### EXERCISE TASK
Copy exactly the run of lines that begins at the line with "[locate] cap logo" and ends at the final line of the entries.

### ENTRIES

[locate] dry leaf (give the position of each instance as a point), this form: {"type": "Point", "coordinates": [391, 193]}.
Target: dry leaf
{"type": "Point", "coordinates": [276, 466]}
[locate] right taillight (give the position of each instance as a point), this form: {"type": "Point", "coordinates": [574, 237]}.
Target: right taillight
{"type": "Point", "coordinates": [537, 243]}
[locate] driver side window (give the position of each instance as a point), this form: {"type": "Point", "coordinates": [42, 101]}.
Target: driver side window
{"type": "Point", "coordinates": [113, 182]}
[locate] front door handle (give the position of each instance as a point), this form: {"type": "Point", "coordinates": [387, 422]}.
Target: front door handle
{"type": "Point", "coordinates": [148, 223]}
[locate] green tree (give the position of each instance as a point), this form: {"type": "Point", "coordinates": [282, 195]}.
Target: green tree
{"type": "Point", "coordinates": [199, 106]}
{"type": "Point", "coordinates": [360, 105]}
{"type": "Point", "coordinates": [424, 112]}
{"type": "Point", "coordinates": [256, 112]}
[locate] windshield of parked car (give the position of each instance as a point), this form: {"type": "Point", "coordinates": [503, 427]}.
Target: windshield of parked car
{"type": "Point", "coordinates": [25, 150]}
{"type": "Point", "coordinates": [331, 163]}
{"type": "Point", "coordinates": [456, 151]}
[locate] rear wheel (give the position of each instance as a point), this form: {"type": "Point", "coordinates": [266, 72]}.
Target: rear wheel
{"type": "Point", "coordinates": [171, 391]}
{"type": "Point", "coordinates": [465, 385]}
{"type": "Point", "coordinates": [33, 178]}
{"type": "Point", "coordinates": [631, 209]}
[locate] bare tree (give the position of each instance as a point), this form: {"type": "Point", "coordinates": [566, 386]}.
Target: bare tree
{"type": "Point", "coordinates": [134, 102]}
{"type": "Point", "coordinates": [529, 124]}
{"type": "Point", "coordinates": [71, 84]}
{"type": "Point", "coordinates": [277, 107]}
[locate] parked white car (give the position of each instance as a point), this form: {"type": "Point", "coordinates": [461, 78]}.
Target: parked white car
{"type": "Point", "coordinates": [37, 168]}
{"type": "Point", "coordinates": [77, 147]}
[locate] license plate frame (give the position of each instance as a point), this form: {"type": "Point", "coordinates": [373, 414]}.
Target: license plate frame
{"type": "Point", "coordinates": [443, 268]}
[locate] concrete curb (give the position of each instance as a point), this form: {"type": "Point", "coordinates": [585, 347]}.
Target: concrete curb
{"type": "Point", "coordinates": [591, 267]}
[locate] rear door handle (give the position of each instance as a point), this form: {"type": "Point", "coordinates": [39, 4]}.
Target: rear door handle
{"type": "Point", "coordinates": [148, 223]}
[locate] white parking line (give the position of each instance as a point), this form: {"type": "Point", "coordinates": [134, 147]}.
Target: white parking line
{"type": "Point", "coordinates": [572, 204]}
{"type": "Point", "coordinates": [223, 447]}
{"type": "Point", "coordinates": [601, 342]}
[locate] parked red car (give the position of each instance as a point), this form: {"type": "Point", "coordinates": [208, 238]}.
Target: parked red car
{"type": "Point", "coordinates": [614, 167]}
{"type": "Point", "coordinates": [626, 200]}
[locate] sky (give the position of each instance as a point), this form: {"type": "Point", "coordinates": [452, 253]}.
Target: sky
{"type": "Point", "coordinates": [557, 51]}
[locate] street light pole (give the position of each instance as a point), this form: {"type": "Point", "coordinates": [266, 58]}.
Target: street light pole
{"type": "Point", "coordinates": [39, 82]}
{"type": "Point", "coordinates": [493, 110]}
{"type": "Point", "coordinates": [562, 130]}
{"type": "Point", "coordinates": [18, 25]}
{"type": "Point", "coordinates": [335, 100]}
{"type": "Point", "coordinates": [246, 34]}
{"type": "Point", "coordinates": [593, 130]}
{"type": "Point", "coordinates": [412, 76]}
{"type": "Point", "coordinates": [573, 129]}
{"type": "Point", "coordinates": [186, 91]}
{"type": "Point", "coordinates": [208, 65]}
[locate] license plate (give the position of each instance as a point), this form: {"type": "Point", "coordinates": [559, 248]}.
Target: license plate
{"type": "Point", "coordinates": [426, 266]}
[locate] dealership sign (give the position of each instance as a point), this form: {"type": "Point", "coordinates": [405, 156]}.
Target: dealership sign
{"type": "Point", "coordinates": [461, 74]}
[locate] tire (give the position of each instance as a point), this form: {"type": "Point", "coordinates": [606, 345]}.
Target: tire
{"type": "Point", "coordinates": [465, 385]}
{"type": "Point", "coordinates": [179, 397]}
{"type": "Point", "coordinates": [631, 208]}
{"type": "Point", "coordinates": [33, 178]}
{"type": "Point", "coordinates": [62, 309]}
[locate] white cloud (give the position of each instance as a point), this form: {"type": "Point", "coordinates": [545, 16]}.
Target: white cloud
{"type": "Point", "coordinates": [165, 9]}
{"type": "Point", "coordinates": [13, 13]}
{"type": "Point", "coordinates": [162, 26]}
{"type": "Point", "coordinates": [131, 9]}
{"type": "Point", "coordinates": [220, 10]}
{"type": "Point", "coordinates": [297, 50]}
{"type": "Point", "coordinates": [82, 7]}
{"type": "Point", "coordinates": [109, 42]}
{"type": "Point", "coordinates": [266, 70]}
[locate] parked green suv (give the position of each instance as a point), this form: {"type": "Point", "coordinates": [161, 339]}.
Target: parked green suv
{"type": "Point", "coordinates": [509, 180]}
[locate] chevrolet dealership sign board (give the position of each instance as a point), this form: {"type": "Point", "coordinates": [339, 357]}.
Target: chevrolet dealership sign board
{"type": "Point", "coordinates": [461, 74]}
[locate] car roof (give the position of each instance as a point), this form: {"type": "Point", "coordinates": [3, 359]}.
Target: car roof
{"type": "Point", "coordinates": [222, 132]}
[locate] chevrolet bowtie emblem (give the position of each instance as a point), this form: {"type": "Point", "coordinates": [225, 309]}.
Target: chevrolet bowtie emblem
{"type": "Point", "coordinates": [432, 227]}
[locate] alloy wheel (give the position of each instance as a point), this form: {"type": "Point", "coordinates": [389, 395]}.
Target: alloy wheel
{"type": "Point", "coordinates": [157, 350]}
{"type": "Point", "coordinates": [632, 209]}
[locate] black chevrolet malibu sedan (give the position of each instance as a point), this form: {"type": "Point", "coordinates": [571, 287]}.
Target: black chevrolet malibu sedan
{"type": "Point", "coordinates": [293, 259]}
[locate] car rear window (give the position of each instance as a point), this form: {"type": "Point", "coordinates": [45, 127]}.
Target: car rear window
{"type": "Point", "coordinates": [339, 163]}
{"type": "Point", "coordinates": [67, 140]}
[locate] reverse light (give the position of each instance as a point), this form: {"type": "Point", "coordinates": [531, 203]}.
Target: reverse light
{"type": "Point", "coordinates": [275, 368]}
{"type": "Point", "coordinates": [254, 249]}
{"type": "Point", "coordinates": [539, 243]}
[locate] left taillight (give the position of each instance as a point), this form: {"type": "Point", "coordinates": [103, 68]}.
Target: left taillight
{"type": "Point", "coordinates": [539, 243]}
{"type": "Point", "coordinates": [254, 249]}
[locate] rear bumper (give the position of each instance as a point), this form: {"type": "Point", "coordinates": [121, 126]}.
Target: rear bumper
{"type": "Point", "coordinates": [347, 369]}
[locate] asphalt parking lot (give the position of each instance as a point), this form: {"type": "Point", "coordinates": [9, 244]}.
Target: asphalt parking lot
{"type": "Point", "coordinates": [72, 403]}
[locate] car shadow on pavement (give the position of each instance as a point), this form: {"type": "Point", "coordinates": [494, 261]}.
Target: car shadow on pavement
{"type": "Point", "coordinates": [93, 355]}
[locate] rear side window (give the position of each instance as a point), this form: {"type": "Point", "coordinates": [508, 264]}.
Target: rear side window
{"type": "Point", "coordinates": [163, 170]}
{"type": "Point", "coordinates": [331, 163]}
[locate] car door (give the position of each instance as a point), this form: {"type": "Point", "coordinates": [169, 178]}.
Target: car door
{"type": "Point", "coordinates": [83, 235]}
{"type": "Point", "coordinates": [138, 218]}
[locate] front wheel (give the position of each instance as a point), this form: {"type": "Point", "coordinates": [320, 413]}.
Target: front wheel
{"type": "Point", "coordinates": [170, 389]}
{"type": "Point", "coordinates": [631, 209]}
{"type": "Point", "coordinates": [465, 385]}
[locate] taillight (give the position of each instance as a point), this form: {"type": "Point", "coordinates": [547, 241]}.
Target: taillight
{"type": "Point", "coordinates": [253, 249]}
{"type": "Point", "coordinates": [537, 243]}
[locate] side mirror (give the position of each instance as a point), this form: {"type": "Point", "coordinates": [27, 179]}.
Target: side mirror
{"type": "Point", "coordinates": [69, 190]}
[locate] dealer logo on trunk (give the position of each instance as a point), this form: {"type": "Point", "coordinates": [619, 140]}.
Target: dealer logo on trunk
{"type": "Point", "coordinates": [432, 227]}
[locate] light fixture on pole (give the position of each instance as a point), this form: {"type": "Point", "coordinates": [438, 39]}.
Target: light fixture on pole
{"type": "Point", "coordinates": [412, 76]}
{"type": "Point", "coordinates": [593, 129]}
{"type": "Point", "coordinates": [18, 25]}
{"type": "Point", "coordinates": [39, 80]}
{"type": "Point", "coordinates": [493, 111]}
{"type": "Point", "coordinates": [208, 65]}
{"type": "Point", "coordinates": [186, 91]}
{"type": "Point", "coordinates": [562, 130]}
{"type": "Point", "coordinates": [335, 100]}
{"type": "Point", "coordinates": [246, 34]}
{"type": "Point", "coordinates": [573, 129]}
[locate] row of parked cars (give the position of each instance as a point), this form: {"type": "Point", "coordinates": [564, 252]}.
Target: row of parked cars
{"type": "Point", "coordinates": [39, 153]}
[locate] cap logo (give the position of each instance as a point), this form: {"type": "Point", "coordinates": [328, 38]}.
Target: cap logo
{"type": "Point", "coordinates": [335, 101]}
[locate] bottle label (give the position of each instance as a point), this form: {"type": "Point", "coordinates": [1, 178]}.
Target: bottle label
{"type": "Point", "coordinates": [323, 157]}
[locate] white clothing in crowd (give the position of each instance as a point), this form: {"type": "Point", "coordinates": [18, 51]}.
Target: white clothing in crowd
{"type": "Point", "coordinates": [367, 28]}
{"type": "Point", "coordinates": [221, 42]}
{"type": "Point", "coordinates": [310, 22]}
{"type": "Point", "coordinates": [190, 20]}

### OUTPUT FOR THIS EXERCISE
[locate] cap logo (give the position of each instance as a point), this form: {"type": "Point", "coordinates": [328, 38]}.
Target: cap logo
{"type": "Point", "coordinates": [335, 101]}
[locate] bottle label (give the position of each instance as a point), this form: {"type": "Point", "coordinates": [1, 178]}.
Target: bottle label
{"type": "Point", "coordinates": [323, 157]}
[locate] white clothing in crowd (give the position of each instance as a point), this form: {"type": "Point", "coordinates": [18, 51]}.
Target: white clothing in crowd
{"type": "Point", "coordinates": [367, 28]}
{"type": "Point", "coordinates": [221, 42]}
{"type": "Point", "coordinates": [310, 22]}
{"type": "Point", "coordinates": [190, 20]}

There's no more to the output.